• [Exercise]:
Copy each line below without leaving any out.

** Start **

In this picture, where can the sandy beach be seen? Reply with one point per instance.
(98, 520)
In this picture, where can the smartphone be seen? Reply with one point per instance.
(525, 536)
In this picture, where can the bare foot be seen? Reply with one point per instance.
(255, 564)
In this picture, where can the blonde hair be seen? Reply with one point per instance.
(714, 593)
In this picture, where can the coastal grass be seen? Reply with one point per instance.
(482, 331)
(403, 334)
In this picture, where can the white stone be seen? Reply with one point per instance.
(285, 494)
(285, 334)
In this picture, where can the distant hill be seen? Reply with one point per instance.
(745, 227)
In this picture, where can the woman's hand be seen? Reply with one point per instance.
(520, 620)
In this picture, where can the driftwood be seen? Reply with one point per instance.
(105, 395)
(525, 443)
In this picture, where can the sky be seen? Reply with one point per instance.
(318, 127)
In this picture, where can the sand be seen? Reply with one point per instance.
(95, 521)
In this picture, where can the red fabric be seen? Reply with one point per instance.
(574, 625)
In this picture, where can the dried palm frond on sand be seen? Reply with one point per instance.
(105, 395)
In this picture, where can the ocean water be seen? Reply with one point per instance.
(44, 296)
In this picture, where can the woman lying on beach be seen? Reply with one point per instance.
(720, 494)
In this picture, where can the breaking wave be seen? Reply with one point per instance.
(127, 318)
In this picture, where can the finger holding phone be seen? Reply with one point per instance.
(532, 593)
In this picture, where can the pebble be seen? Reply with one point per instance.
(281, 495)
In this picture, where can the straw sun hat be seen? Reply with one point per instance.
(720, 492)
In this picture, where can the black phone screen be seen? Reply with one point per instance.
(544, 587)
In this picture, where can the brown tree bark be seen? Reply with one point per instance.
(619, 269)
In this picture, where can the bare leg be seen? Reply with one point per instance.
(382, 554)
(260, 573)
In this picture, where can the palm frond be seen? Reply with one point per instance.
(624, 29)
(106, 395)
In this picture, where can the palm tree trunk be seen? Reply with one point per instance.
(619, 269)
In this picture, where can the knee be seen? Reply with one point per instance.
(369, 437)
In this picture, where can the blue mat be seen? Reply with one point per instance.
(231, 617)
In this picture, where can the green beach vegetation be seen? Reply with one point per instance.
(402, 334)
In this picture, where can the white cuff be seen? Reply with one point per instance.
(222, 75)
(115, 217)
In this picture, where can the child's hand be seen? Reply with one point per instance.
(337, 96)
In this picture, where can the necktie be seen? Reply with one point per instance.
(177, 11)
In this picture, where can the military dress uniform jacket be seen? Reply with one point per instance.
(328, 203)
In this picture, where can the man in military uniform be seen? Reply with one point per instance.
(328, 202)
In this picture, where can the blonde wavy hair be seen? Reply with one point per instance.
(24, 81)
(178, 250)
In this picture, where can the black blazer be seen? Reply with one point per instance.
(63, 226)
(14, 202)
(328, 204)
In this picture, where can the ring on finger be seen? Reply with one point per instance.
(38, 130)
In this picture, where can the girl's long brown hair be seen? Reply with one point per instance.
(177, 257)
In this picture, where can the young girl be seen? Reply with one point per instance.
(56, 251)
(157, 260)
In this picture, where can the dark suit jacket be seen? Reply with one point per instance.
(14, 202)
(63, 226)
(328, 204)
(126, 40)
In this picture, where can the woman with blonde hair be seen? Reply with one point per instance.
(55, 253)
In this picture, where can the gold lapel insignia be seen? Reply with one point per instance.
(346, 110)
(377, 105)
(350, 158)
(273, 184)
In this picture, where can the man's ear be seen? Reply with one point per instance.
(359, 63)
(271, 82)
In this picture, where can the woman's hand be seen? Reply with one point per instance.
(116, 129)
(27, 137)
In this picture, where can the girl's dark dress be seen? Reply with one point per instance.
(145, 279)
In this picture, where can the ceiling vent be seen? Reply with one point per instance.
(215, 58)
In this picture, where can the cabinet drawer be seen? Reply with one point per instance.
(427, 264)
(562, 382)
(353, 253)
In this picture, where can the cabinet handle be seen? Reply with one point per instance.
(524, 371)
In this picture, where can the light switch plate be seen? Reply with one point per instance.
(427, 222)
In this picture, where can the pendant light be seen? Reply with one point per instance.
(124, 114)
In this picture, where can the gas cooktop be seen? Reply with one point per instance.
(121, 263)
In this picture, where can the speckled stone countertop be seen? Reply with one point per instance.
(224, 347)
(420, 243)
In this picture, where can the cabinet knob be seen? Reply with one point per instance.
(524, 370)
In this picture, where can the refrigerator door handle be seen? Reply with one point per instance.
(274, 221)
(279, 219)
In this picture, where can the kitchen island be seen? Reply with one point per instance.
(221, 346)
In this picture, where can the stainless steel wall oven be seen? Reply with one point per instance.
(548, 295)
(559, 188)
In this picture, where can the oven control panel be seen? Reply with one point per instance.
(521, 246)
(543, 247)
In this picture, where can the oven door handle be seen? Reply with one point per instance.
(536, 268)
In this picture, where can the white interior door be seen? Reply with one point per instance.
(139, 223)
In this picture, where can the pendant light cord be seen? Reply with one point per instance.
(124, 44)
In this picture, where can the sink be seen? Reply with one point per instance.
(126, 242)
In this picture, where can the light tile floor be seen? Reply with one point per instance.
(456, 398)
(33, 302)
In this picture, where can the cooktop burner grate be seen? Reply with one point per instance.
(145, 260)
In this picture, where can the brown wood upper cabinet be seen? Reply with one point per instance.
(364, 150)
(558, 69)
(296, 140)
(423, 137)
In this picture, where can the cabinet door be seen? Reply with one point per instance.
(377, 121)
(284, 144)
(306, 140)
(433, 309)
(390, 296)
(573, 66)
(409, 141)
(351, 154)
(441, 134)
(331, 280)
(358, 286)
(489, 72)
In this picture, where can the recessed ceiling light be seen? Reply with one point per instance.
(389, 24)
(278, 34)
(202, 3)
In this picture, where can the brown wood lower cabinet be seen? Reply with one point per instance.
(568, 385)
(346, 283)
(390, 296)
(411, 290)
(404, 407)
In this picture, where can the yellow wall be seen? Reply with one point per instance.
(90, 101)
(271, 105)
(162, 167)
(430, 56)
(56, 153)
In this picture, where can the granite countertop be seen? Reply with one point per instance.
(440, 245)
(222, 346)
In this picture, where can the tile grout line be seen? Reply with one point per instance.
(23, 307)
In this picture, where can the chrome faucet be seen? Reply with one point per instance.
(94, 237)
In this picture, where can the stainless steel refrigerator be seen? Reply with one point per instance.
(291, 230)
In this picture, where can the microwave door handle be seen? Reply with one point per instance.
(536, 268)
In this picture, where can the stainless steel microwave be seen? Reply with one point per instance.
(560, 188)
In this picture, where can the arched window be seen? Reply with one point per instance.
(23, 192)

** End **

• [Task output]:
In this picture, where can the sandy beach be seen? Reply with one point per instance.
(98, 520)
In this picture, where can the smartphone be seen? Reply with one point per instance.
(525, 536)
In this picture, where can the bare foot be seen? Reply with one point per instance.
(255, 564)
In this picture, where can the blonde hair be seen? Reply with one point per instance.
(714, 593)
In this picture, where can the coastal grass be seen? Reply with one point per instance.
(482, 331)
(403, 334)
In this picture, where can the white stone be seen? Reply with one point per instance.
(285, 494)
(285, 334)
In this picture, where can the distant hill be seen? Reply with one point per instance.
(745, 227)
In this picture, where can the woman's hand be seen? Reply with one point per instance.
(520, 620)
In this picture, where can the driftwood be seen? Reply with one point per instance.
(105, 395)
(525, 443)
In this picture, where can the sky be seen? Reply with one point per instance.
(318, 127)
In this picture, where can the sand be seen? Reply with one point per instance.
(95, 521)
In this picture, where can the red fabric be seen? Reply with one point per instance.
(574, 625)
In this picture, where can the dried palm frond on sand be seen? Reply with one point per instance.
(105, 395)
In this picture, where can the ocean water be seen? Reply with one point per instance.
(44, 296)
In this picture, where can the woman lying on beach be seen? Reply with one point per instance.
(720, 494)
In this picture, where can the breaking wave be seen? Reply with one point per instance.
(127, 318)
In this picture, where can the finger holding phone be seen? Reply with one point per instance.
(532, 593)
In this picture, where can the pebble be seen? Reply with one point per instance.
(281, 495)
In this picture, where can the straw sun hat be seen? Reply with one point per instance.
(720, 492)
In this picture, where can the black phone screen be seen? Reply with one point per instance.
(544, 587)
In this picture, where can the brown tree bark be seen? Reply with one point per instance.
(619, 269)
In this picture, where can the bare leg be seen? Reply with one point per instance.
(382, 554)
(260, 573)
In this picture, where can the palm frond be seen? Reply with one point per instance.
(624, 29)
(106, 395)
In this picture, where can the palm tree trunk be seen? Reply with one point per instance.
(619, 269)
In this picture, where can the knee be seen? Reply with one point per instance.
(369, 437)
In this picture, where can the blue mat be seen? Reply with one point per instance.
(231, 617)
In this picture, where can the green beach vegetation be seen? Reply with one point per instance.
(402, 334)
In this picture, where can the white cuff be seen? Reply with one point per instance.
(222, 75)
(115, 217)
In this picture, where can the child's hand be seen? Reply with one point per instance.
(337, 96)
In this picture, where can the necktie be seen? Reply with one point per instance.
(177, 11)
In this picture, where can the military dress uniform jacket be seen? Reply with one point per instance.
(328, 203)
In this picture, where can the man in military uniform be seen? Reply with one point per instance.
(328, 202)
In this picture, where can the blonde wavy hair be seen? Reply with one point per instance.
(24, 81)
(178, 250)
In this picture, where can the black blazer be seen? Reply with one point per instance.
(63, 226)
(14, 202)
(328, 204)
In this picture, where can the ring on finger be seen? Reply with one point per instance.
(38, 130)
In this picture, where can the girl's long brown hair be seen? Reply with one point per instance.
(177, 257)
In this picture, where can the young girl be seen? Reply with one point per instance.
(56, 251)
(157, 260)
In this picture, where can the dark suit jacket be seen? Reply with one point per instance.
(14, 202)
(63, 226)
(328, 204)
(126, 40)
In this picture, where can the woman with blonde hair be seen? Reply with one point per instance.
(55, 253)
In this picture, where can the gold lapel insignia be seen? Reply with one point per instance.
(346, 110)
(377, 105)
(350, 158)
(273, 184)
In this picture, where can the man's ear be seen? Reply with one point per instance.
(359, 63)
(271, 82)
In this picture, where can the woman's hand be seen? Reply with one point per instance.
(116, 129)
(27, 137)
In this picture, where can the girl's dark dress be seen? Reply with one point per instance.
(145, 279)
In this picture, where can the ceiling vent be seen? Reply with one point per instance.
(215, 58)
In this picture, where can the cabinet drawer be seen? Reply with one point per instance.
(427, 264)
(562, 382)
(353, 253)
In this picture, where can the cabinet handle be seen? Reply with one point per instance.
(524, 371)
In this picture, where can the light switch plate be seen? Reply with one point per instance.
(427, 222)
In this picture, where can the pendant light be seen? Reply with one point per instance.
(124, 114)
In this picture, where can the gas cooktop be seen? Reply with one point per instance.
(121, 263)
In this picture, where can the speckled stone countertop be seen? Reply with one point per instance.
(224, 347)
(420, 243)
In this picture, where can the cabinet knob be seen? Reply with one point per instance.
(524, 370)
In this picture, where can the refrigerator door handle be seen? Reply with one point per instance.
(274, 221)
(279, 219)
In this picture, where can the kitchen island be seen? Reply with one point per instance.
(221, 346)
In this picture, where can the stainless steel wall oven be seen? Reply with one point per instance.
(548, 295)
(559, 188)
In this picture, where can the oven control panel be seen? Reply with one point per instance.
(521, 246)
(543, 247)
In this picture, where can the oven door handle be seen? Reply with one point per instance.
(536, 268)
In this picture, where can the white interior door be seen? Reply with one point per instance.
(139, 223)
In this picture, where can the pendant light cord be seen? Reply with one point per instance.
(124, 44)
In this picture, where can the sink be seen? Reply with one point per instance.
(126, 242)
In this picture, where can the light tile floor be seen? Reply with one point per instance.
(456, 398)
(33, 302)
In this picture, where can the cooktop burner grate be seen? Reply with one point per instance.
(145, 260)
In this picture, where can the brown wood upper cabinet be seen? Reply with one point per instance.
(364, 150)
(558, 69)
(296, 140)
(423, 137)
In this picture, where can the cabinet door be seen? Reply with one point per instance.
(377, 121)
(284, 144)
(306, 140)
(433, 309)
(390, 296)
(573, 66)
(409, 141)
(351, 154)
(441, 134)
(331, 280)
(358, 286)
(489, 72)
In this picture, where can the recessed ceiling light be seen? Reply with one point per instance.
(389, 24)
(278, 34)
(202, 3)
In this picture, where can the brown wood lower cabinet be seen? Reply with one point per instance.
(568, 385)
(346, 283)
(390, 296)
(411, 290)
(404, 407)
In this picture, where can the yellow wall be seen? Reply with one point per instance.
(90, 101)
(271, 105)
(162, 167)
(430, 56)
(56, 153)
In this picture, where can the granite countertop be seen? Reply with one point per instance.
(440, 245)
(222, 346)
In this picture, where can the tile grout line be seen? Reply with one point per instance.
(23, 307)
In this picture, where can the chrome faucet be seen? Reply with one point per instance.
(94, 237)
In this picture, where can the stainless steel refrigerator be seen? Reply with one point per instance.
(291, 230)
In this picture, where can the microwave door handle be seen? Reply with one point per instance.
(536, 268)
In this picture, where can the stainless steel microwave be seen? Reply with one point per instance.
(560, 188)
In this picture, where can the arched window be seen? Reply with one point per instance.
(23, 192)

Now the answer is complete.